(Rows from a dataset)
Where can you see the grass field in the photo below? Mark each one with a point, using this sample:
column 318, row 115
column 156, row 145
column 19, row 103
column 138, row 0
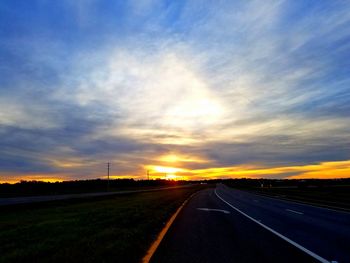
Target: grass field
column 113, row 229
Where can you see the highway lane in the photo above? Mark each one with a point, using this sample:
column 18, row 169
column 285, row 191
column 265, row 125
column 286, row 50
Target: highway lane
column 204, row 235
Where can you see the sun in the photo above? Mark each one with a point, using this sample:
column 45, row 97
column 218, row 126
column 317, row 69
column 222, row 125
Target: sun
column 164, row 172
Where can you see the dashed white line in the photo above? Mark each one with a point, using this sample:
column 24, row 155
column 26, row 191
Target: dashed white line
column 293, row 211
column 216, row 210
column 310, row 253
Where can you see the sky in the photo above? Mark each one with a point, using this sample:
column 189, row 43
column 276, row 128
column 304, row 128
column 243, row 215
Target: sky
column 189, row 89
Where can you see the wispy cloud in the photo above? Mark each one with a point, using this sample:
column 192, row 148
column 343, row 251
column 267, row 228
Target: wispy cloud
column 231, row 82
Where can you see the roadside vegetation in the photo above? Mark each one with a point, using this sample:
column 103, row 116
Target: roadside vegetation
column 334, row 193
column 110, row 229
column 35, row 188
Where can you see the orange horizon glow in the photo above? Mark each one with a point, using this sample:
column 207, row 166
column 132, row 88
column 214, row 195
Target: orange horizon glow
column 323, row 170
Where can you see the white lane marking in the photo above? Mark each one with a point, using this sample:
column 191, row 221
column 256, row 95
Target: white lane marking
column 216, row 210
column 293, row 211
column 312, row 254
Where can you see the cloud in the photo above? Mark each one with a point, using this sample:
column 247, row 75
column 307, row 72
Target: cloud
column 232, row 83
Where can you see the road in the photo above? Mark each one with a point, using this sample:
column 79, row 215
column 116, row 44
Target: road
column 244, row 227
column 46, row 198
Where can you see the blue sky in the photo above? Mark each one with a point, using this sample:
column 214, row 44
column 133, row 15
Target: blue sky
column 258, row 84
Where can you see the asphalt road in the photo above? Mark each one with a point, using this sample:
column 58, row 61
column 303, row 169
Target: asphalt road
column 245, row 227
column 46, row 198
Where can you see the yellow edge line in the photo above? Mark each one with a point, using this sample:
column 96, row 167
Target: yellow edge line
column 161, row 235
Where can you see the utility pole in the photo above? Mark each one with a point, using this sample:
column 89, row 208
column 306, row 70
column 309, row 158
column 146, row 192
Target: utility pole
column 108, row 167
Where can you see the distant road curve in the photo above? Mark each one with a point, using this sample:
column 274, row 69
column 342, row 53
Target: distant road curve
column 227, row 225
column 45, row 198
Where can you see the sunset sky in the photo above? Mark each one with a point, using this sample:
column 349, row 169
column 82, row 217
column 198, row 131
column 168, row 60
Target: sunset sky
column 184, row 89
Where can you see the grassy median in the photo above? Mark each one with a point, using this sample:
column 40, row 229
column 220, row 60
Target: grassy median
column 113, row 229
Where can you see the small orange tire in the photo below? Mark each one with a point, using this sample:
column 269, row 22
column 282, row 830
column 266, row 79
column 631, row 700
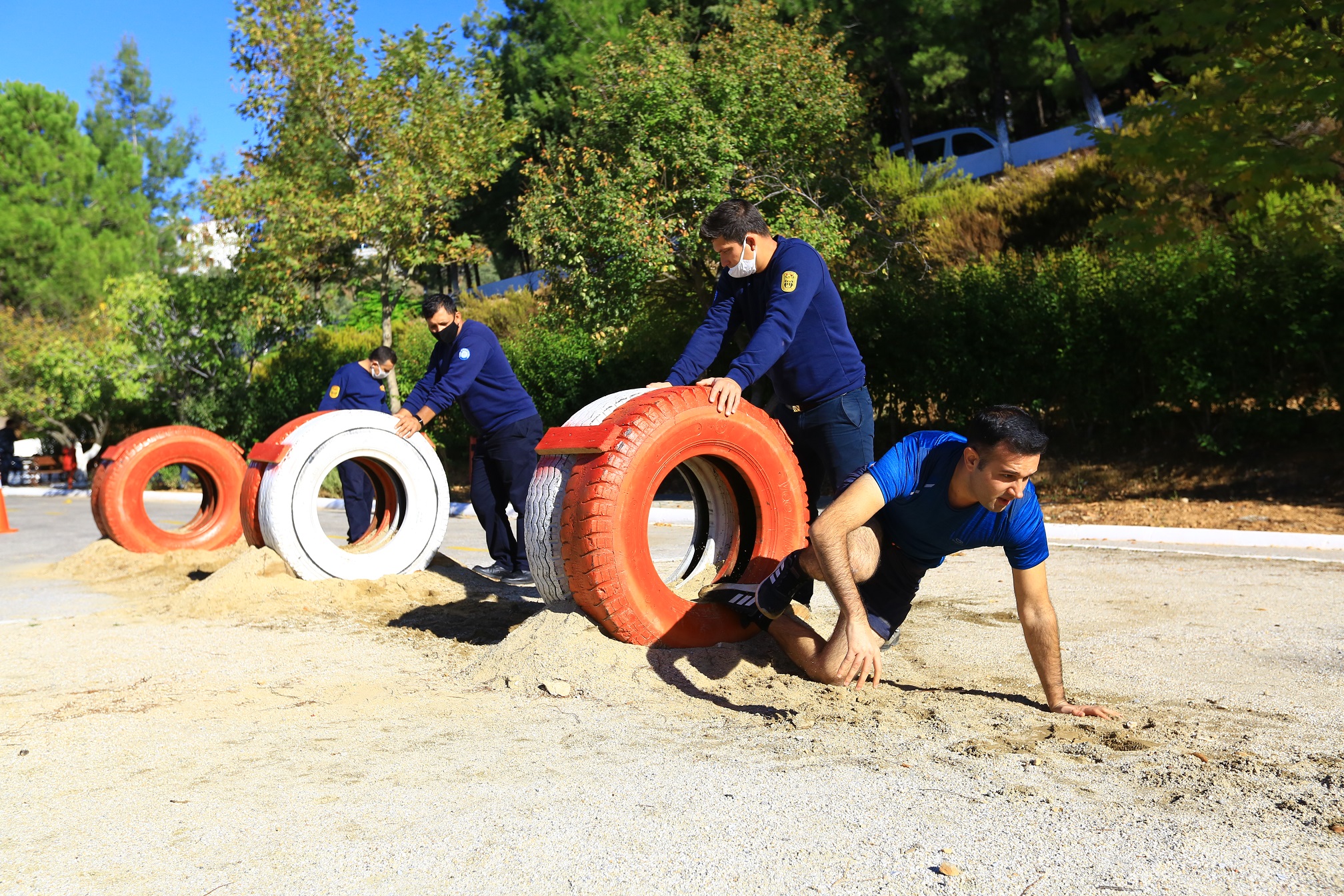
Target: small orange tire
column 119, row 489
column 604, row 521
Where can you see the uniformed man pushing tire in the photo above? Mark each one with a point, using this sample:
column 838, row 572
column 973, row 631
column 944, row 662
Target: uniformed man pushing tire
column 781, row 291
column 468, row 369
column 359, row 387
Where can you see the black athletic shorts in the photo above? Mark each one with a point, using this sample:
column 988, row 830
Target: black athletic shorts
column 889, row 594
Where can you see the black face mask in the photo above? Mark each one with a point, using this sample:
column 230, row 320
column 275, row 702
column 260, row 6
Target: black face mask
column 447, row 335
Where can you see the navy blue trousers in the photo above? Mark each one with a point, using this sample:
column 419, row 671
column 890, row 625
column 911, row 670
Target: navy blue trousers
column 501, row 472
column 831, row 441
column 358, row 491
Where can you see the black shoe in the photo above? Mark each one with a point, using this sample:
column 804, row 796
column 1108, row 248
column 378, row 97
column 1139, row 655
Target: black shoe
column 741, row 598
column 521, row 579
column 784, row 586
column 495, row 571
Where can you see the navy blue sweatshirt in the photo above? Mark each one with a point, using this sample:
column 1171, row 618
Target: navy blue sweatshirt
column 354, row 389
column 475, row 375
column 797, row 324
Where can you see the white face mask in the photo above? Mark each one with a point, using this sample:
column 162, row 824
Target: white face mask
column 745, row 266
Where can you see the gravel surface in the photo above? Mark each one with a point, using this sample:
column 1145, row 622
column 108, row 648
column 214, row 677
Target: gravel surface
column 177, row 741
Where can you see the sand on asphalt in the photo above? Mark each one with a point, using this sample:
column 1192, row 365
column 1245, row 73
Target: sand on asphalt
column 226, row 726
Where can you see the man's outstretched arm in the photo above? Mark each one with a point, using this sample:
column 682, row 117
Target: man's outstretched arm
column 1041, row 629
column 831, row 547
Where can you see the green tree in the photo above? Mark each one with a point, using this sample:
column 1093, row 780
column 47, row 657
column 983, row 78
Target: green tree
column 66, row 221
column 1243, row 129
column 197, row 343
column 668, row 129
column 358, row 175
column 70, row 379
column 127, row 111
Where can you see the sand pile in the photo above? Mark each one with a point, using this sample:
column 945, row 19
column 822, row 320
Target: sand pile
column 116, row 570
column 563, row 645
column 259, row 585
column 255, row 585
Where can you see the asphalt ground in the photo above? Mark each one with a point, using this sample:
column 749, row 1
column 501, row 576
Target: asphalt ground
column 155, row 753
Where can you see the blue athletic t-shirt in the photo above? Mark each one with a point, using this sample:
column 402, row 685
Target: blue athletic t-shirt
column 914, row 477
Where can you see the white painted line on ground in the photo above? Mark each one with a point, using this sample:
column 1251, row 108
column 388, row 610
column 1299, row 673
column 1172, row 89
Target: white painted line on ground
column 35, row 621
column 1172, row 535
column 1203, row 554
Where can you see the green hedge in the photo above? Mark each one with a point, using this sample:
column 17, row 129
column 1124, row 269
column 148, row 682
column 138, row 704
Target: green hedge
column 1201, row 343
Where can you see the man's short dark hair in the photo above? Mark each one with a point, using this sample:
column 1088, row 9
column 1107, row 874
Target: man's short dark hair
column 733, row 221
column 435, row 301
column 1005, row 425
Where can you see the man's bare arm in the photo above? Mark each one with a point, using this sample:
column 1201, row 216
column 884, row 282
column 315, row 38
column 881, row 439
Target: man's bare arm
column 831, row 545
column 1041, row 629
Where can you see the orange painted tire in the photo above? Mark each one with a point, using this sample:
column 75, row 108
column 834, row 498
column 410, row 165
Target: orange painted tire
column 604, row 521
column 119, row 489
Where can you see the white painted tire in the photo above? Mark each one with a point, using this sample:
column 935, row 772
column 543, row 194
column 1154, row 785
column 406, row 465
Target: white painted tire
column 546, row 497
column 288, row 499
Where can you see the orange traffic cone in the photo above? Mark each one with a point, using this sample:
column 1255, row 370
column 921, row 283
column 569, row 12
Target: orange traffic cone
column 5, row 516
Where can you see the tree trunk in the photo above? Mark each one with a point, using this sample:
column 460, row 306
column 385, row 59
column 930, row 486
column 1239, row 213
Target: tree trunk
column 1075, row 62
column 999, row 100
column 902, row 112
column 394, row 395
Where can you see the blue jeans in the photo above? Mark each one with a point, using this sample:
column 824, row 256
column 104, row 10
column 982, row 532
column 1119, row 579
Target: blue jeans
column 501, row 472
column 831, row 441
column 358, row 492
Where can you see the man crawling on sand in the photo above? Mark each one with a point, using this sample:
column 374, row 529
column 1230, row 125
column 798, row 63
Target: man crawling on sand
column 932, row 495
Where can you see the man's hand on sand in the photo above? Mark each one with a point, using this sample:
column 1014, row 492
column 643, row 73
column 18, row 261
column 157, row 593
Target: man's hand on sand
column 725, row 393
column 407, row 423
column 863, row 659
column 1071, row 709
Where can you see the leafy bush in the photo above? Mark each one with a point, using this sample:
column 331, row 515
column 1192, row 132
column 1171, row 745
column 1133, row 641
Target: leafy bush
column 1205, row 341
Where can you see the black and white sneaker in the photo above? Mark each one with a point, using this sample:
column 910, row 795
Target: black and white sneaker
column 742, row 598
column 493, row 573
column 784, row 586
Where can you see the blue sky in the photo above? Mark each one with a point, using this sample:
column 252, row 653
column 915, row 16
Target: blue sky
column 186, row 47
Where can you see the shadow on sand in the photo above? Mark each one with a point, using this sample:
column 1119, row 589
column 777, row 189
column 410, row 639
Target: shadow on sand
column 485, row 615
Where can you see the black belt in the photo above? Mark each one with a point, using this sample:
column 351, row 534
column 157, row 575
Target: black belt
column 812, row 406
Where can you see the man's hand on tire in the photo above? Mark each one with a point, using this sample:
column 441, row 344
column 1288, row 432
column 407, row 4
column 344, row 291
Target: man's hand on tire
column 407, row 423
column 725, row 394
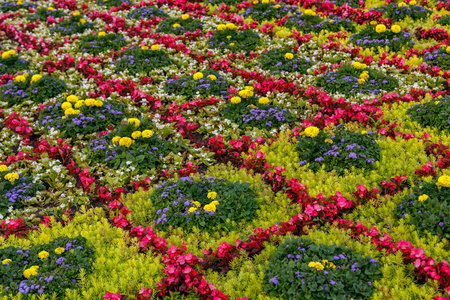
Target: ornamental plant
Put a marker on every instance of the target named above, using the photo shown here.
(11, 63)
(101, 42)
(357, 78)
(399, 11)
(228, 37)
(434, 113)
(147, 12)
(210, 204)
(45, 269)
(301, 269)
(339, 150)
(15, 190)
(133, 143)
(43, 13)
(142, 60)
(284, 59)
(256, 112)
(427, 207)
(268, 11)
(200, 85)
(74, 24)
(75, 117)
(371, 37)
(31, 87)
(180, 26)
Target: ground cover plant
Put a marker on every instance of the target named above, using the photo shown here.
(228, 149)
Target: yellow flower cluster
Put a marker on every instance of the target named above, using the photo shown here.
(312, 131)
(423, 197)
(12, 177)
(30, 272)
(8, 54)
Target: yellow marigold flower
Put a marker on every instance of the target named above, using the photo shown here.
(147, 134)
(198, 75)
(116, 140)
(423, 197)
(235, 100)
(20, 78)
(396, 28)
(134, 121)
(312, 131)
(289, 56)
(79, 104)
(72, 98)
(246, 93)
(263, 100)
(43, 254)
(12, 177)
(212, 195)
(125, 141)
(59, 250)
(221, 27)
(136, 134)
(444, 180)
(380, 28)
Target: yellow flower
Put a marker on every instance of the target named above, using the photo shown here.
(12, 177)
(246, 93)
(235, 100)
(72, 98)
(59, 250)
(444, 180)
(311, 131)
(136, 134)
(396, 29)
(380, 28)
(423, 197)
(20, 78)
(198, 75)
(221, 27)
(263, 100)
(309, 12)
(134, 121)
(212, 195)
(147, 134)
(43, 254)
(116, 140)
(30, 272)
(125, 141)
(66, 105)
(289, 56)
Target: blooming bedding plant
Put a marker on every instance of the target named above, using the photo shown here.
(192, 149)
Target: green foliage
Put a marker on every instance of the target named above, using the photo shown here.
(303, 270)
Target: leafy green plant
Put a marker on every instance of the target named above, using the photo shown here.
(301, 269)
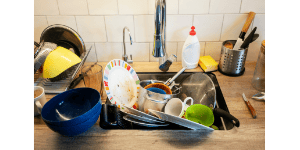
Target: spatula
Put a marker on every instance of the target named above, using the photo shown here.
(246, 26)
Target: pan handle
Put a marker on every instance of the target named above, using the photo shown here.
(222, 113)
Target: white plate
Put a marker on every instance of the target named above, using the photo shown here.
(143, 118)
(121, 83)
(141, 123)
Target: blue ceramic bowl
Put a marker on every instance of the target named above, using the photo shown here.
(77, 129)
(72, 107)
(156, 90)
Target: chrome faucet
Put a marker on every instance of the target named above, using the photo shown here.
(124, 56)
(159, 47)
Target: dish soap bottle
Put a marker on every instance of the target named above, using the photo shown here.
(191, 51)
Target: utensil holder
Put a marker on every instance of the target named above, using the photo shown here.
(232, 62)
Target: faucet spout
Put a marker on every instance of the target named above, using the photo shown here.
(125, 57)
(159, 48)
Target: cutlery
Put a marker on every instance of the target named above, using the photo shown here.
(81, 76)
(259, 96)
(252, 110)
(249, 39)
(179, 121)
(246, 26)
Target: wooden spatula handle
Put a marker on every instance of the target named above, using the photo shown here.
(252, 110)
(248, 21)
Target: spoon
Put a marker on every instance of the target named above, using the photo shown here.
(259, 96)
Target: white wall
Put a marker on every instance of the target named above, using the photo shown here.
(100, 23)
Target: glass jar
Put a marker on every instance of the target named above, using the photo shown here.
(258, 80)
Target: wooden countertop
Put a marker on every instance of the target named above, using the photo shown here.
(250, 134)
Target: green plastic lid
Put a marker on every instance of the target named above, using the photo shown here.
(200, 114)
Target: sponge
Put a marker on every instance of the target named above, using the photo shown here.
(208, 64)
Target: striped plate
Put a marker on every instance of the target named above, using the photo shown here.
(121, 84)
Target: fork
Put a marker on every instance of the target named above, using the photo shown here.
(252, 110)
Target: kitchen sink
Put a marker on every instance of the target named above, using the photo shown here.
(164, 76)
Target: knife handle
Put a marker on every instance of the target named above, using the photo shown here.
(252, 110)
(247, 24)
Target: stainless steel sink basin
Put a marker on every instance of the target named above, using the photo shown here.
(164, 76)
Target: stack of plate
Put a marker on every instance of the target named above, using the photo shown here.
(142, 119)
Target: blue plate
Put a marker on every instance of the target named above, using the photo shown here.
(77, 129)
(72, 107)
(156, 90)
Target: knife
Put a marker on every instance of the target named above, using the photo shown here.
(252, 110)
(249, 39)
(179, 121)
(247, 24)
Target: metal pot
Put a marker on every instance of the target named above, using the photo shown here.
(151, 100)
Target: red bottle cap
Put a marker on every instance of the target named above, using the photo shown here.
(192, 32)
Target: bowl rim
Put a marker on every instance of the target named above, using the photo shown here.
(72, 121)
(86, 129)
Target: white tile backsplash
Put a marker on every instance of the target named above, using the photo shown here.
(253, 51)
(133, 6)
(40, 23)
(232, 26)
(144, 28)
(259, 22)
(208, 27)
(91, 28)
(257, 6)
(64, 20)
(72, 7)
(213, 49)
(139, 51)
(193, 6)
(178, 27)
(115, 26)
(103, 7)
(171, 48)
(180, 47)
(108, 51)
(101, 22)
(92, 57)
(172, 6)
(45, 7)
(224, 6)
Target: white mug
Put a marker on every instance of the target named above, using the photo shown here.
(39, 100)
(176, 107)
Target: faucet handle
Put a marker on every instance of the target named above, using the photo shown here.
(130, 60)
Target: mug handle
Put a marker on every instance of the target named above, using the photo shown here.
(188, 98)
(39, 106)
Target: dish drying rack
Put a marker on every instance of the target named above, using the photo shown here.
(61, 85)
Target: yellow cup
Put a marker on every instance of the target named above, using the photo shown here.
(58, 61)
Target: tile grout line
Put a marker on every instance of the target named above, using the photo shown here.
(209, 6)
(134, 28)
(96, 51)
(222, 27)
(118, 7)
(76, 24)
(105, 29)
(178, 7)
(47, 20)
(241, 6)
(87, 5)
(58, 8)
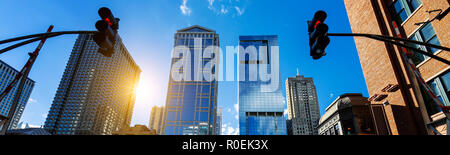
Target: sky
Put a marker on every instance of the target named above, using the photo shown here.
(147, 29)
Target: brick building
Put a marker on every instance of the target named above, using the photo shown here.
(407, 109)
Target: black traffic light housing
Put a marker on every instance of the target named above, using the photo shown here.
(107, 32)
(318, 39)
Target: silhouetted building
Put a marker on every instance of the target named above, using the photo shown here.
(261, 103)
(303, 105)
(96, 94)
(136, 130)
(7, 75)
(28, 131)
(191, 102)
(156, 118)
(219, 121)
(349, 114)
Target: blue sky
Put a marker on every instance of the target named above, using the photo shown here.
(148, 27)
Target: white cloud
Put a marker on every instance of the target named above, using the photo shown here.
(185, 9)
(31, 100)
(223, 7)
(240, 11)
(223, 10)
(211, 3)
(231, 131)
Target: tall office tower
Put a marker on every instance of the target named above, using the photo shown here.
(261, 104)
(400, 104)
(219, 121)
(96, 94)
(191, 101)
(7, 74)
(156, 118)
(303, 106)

• **WRITTEN PROBLEM**:
Copy out the rows from the very start through the line containing "column 312, row 254", including both ends, and leave out the pictures.

• **RESULT OF THIS TASK**:
Where can you see the grass field in the photo below? Mark each one with a point, using this sample:
column 318, row 115
column 156, row 145
column 19, row 103
column 138, row 0
Target: grass field
column 113, row 229
Where can you see the highway lane in the photo above? Mark each one with a point, using this sample:
column 18, row 169
column 285, row 191
column 265, row 125
column 286, row 50
Target: highway lane
column 204, row 235
Where can you see the sun in the photo above? Mark each one with a point, using this sample:
column 45, row 97
column 218, row 126
column 317, row 69
column 222, row 125
Target: sun
column 164, row 172
Where can you see the dashed white line in the photo above? Mark each one with a point, using this sample:
column 24, row 155
column 26, row 191
Target: dashed white line
column 293, row 211
column 216, row 210
column 310, row 253
Where can you see the sky in the photo above? Mark each one with a point, using this sample:
column 189, row 43
column 276, row 128
column 304, row 128
column 243, row 215
Target: sky
column 189, row 89
Where can you see the wispy cloud in the photo above? Mark each one with a point, using this sample:
column 192, row 148
column 343, row 251
column 267, row 228
Target: wispy cloud
column 231, row 82
Where can you see the roadside vegetation in the photo above? Mark each one with a point, using this sample:
column 103, row 116
Target: roadside vegetation
column 334, row 193
column 110, row 229
column 35, row 188
Where can you see the orange horizon glow in the photo above? Mark each one with a point, using this sample:
column 207, row 166
column 132, row 88
column 214, row 195
Target: orange horizon glow
column 323, row 170
Where can you see the white lane marking in the photo above? Mark each one with a point, using this sample:
column 191, row 221
column 256, row 95
Target: white lane marking
column 216, row 210
column 293, row 211
column 312, row 254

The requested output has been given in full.